> Stated goal
Output each entry that follows exactly. Images stay out.

§ §

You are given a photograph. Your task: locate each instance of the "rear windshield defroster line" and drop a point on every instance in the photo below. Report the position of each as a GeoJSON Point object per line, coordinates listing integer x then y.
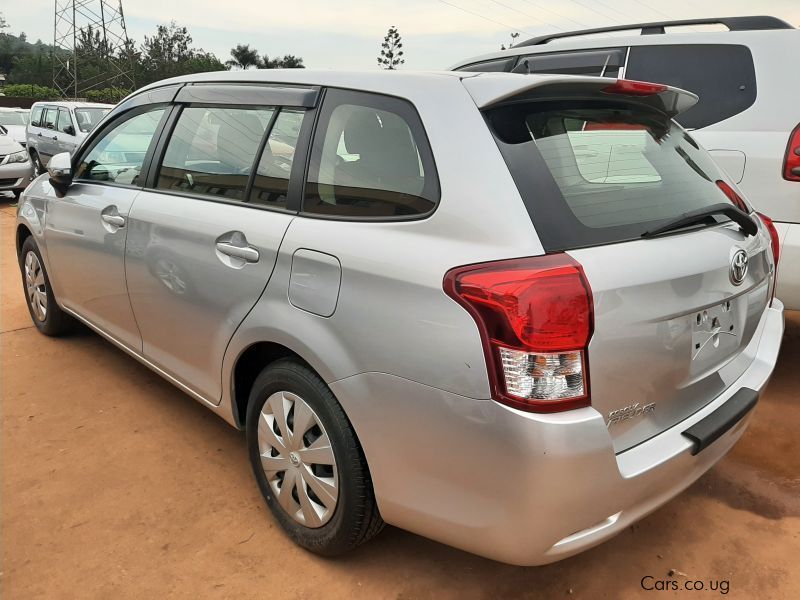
{"type": "Point", "coordinates": [595, 172]}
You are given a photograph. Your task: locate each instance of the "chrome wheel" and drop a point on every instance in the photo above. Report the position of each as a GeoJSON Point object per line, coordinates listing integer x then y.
{"type": "Point", "coordinates": [35, 286]}
{"type": "Point", "coordinates": [297, 459]}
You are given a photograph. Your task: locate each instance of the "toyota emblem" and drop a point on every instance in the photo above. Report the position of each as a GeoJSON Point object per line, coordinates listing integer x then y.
{"type": "Point", "coordinates": [738, 267]}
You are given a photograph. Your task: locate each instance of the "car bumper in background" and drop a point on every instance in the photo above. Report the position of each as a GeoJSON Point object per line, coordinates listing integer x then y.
{"type": "Point", "coordinates": [524, 488]}
{"type": "Point", "coordinates": [15, 176]}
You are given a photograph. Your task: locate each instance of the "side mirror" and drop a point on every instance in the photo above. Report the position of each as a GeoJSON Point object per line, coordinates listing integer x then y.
{"type": "Point", "coordinates": [60, 170]}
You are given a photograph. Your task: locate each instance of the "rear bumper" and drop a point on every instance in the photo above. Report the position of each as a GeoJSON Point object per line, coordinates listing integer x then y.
{"type": "Point", "coordinates": [522, 488]}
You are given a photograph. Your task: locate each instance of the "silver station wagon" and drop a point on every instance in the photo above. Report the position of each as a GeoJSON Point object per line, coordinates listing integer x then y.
{"type": "Point", "coordinates": [510, 313]}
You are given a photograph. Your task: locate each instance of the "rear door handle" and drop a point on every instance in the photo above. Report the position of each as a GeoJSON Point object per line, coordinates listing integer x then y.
{"type": "Point", "coordinates": [245, 253]}
{"type": "Point", "coordinates": [115, 220]}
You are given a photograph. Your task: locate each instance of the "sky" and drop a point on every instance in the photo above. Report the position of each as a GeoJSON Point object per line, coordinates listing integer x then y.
{"type": "Point", "coordinates": [346, 34]}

§ §

> Final answer
You are given a photograph. Your task: locate each instance of the "rear windshield defroster line" and drop a point on every instance in the photo below. Report the position of each as a GeoJSON Point object per line, coordinates listing integer x then y.
{"type": "Point", "coordinates": [595, 172]}
You are given a photograph. Your task: locate each instance of the "chrome wheel" and drop a point on every instance in the photo above. Report the position of each as a GeoJSON Point object per line, coordinates listing integer x then y.
{"type": "Point", "coordinates": [35, 286]}
{"type": "Point", "coordinates": [297, 459]}
You are given a photograph. Your task: locate each instance of the "toyota emblem" and drop a point on every instance in the photo above. Report the position of each as a GeoJSON Point object per line, coordinates listing integer x then y.
{"type": "Point", "coordinates": [738, 267]}
You are given a photograph. Your task: locate each instance of the "car bumper in background" and drop a point on every instance in the photo above. Report the position of each as a GeoJSON Point object per line, coordinates listing integer x then y.
{"type": "Point", "coordinates": [524, 488]}
{"type": "Point", "coordinates": [15, 176]}
You are given a photograph. Your task: locate each instance of the "side mirror" and drop a point on every instance in the photo above. Report the position of each as a GeoJSON Point object per line, coordinates listing integer x then y.
{"type": "Point", "coordinates": [60, 170]}
You are given a photograph. Your task: locate each instance of the "rear bumper" and drop a point on every instance in the photo above. Report the position of each as a GeoJSON Point object per line, coordinates listing integer x then y.
{"type": "Point", "coordinates": [522, 488]}
You are given a photograph. Your task: locate each instance of the "silver station wagon" and drop a point on every instance in the photo above. Report the position of each as a GeoJSON Point object per line, coordinates listing integer x then y.
{"type": "Point", "coordinates": [510, 313]}
You are given a photograph. Your task: locate each instance of the "rear door handle" and drop a point on every instance in the photo above. Report the position of each as a GeoJSON Point object per line, coordinates listing integer x then y.
{"type": "Point", "coordinates": [245, 253]}
{"type": "Point", "coordinates": [115, 220]}
You are given a photograph. Your task: locate each instance of the "sky" and drop a point on every instance in the photo above. Report the position of each as a GeoJSON Point object per line, coordinates listing integer x then y.
{"type": "Point", "coordinates": [346, 34]}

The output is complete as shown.